**Information given**:
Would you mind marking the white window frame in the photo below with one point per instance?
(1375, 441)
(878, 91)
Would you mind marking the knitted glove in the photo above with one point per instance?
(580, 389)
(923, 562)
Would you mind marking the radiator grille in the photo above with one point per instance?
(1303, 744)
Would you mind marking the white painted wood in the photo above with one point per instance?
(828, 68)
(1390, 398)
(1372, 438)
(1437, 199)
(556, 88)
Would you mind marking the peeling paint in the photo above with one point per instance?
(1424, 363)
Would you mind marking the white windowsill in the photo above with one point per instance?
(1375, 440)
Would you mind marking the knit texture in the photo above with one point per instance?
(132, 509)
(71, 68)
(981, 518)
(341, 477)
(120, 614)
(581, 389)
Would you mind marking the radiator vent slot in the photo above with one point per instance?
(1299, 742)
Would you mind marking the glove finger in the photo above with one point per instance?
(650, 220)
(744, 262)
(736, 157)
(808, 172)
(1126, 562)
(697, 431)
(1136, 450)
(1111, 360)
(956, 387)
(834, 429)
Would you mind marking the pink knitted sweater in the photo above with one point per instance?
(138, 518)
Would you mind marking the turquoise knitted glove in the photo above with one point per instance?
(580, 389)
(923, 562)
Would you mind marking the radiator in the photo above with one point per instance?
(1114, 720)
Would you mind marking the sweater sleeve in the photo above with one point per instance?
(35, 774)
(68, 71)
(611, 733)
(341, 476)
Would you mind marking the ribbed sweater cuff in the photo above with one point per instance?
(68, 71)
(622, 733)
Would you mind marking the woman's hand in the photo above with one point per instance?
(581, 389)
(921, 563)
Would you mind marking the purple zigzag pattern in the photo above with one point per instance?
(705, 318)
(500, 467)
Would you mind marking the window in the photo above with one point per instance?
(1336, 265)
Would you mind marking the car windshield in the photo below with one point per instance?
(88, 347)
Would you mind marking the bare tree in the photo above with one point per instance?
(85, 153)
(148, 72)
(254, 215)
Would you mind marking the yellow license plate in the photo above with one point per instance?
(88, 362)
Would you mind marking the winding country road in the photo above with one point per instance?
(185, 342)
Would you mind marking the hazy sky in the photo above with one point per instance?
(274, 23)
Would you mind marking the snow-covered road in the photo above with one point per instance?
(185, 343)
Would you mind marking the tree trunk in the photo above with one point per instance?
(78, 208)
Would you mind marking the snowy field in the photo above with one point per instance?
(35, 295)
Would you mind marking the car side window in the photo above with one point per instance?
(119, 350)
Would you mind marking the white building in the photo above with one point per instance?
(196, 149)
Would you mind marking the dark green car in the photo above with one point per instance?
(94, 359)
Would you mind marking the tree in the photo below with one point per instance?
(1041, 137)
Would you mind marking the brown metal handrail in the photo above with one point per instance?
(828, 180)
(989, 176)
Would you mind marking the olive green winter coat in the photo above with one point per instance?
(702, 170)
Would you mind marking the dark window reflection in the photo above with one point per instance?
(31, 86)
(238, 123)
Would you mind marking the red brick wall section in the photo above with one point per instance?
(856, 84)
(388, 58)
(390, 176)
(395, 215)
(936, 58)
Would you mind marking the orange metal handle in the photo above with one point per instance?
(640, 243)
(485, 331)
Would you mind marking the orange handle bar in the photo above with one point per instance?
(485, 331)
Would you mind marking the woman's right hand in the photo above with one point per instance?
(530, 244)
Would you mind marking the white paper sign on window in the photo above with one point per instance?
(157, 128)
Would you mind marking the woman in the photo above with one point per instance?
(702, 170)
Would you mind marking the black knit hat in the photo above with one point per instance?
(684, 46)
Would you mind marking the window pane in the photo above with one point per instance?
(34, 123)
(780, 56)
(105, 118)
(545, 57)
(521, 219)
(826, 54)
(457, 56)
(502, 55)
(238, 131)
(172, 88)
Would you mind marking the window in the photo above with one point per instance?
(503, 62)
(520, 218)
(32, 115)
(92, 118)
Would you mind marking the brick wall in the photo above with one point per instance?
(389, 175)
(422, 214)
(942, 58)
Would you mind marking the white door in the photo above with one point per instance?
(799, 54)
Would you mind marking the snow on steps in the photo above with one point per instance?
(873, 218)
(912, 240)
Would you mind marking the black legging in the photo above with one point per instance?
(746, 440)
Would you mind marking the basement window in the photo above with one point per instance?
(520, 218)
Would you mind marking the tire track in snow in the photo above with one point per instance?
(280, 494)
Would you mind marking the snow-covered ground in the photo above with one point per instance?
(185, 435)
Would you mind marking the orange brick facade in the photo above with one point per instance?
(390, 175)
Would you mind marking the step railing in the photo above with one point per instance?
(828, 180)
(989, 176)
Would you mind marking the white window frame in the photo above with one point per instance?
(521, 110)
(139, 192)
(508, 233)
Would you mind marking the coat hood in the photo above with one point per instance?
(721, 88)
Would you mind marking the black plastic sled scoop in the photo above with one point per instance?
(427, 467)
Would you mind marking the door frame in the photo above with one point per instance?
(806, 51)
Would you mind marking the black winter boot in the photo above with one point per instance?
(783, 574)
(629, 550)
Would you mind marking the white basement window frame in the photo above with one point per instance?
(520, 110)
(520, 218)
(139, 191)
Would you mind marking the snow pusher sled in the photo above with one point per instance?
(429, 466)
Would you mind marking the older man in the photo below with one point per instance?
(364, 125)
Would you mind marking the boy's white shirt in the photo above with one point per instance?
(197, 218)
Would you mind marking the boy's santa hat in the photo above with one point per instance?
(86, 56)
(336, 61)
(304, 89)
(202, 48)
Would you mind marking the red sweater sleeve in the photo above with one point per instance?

**Work to do**: Copy the items above word for word, from the line containing "Would you mind marking the radiator vent" through the line containing "(1336, 265)", inclusive.

**Written response**:
Would you mind marking the radiator vent slot in the photo above with one point per instance?
(1299, 742)
Would you mind marking the glove finger in the photo above with one point per instance?
(650, 220)
(744, 262)
(736, 157)
(808, 172)
(1126, 562)
(697, 431)
(1136, 450)
(1111, 360)
(956, 387)
(834, 429)
Would you mind marking the pink knitted sweater in the photo above with one point per instance?
(138, 518)
Would you mind marking the turquoise knitted glove in the photo above with one point per instance?
(580, 389)
(923, 562)
Would you mind marking the radiator in the photo above with one point per instance?
(1114, 720)
Would you mind marking the sweater sleeve in the photo above with one point per instance?
(35, 774)
(68, 71)
(611, 733)
(341, 476)
Would you mind marking the ribbed sweater cuff in the photo above with one point per instance?
(68, 71)
(622, 733)
Would you mind marking the woman's hand in the photo above with one point per instance?
(581, 389)
(921, 563)
Would you mind marking the purple zigzag pattern in the photo above with one point per instance?
(705, 318)
(500, 467)
Would you mind marking the window in the photo above with one point per instance?
(1336, 265)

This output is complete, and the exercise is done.